*DATASET:*
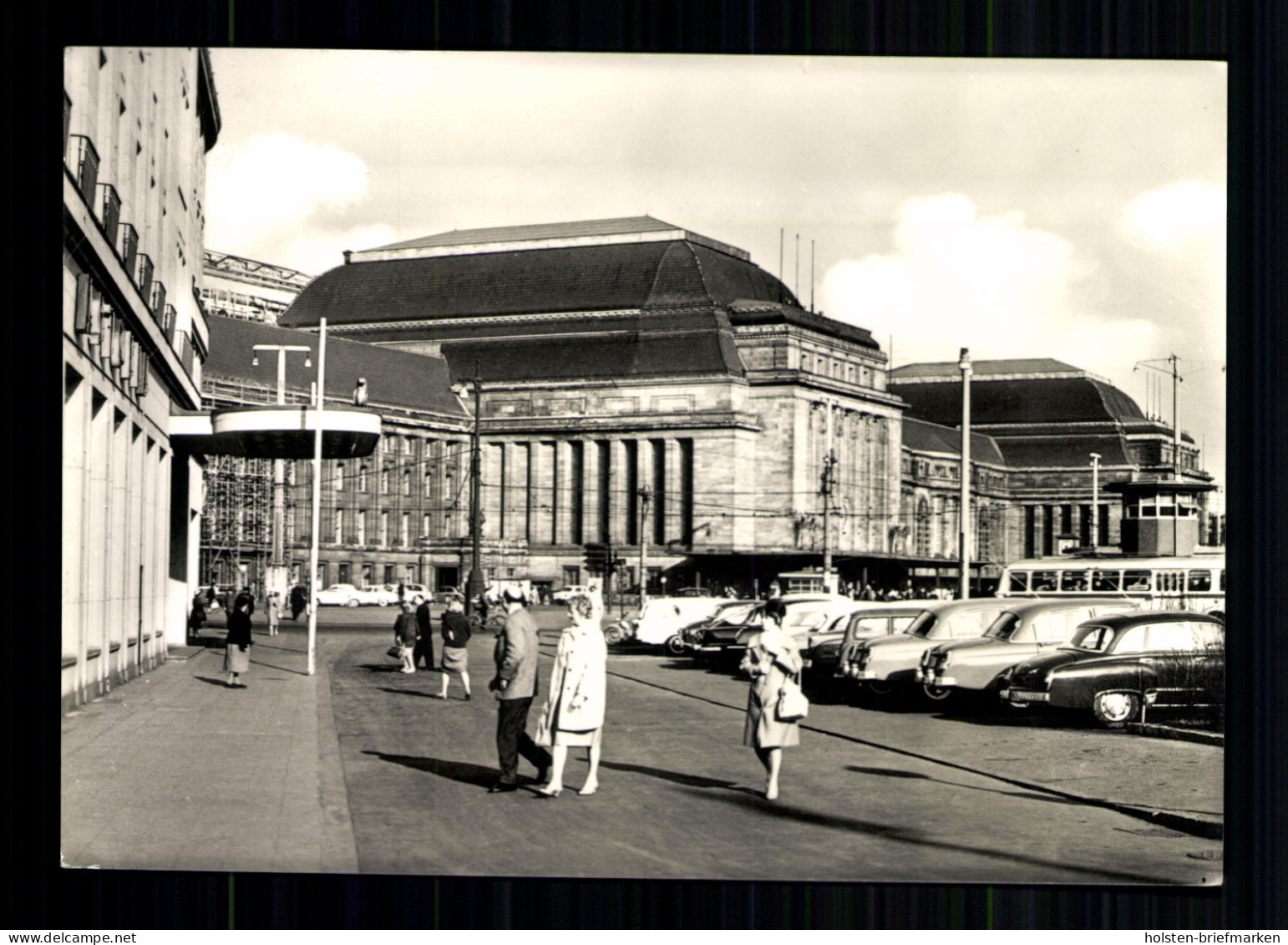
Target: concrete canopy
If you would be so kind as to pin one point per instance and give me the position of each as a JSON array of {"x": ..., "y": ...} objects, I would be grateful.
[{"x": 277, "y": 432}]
---
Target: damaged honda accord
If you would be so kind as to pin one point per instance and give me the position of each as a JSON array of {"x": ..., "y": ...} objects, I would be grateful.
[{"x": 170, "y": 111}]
==
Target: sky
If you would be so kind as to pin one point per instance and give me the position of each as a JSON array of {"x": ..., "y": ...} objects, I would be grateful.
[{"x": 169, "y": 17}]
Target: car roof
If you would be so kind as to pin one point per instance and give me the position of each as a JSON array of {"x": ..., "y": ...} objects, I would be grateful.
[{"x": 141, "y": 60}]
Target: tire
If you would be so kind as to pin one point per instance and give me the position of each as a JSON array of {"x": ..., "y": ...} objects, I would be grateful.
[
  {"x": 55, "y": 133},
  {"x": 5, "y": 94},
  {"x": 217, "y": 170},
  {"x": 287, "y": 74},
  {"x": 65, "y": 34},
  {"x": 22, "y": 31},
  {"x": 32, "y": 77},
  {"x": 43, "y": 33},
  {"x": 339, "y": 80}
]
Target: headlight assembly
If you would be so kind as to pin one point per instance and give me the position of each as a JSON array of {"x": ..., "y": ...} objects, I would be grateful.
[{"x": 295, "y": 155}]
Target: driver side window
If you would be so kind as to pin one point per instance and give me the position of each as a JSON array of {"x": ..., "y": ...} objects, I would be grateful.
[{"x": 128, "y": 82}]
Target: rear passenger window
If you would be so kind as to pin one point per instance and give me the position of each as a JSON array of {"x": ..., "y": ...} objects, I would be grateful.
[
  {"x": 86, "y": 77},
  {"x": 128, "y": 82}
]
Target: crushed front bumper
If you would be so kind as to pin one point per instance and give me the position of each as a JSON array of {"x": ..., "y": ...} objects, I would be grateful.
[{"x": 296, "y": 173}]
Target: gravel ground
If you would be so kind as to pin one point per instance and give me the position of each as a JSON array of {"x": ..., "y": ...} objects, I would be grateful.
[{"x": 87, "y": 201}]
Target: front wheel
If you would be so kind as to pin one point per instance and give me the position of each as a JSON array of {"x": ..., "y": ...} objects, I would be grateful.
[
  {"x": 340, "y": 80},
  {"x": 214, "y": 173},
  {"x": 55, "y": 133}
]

*WHAT IS REQUIRED:*
Please locate every line in the rows above that contains the string "Target" and copy each of those lines.

*TASK SOLUTION:*
Target: concrete canopy
Target: damaged honda accord
Target: sky
Target: car roof
Target: tire
Target: headlight assembly
Target: driver side window
Target: rear passenger window
Target: crushed front bumper
Target: gravel ground
Target: front wheel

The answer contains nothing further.